Brief
Take each line of the listing that has the string "girl" and report it.

Material provided
=== Begin Enclosure ===
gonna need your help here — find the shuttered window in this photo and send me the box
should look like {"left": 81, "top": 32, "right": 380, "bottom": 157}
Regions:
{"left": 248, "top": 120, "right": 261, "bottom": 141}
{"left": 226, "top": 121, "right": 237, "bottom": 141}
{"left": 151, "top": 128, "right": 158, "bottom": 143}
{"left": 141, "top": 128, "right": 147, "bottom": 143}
=== End Enclosure ===
=== Begin Enclosure ===
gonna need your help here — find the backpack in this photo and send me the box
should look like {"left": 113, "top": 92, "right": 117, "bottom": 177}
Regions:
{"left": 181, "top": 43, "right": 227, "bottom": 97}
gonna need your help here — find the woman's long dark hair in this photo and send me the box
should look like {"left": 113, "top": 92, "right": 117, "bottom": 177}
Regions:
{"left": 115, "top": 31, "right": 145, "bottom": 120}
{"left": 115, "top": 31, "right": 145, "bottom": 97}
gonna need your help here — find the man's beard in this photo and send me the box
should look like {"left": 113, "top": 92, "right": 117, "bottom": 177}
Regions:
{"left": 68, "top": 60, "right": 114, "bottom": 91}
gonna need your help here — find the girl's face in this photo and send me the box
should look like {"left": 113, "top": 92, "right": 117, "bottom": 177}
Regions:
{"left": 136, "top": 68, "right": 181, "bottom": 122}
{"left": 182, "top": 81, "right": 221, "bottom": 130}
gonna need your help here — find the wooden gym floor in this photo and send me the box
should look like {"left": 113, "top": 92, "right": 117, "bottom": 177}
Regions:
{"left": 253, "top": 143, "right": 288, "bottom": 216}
=== End Enclosure ===
=== Begin Enclosure ===
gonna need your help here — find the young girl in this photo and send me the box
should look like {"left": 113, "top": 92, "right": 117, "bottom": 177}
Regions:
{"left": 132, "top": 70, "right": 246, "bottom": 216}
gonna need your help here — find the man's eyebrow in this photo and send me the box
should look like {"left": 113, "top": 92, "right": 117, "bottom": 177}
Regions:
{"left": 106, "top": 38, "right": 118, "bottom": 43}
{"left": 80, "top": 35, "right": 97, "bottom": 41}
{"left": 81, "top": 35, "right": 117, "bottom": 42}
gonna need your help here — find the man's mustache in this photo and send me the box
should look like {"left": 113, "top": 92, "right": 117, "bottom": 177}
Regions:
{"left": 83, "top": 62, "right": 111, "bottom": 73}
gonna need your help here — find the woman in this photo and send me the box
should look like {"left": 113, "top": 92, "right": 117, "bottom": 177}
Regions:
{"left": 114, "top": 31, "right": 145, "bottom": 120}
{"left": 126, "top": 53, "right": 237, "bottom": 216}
=== End Enclosure ===
Answer for this exercise
gonna need your help here — find the girl's face in this photo and send me the box
gonna need your help here — find the young girl in this photo and send me the box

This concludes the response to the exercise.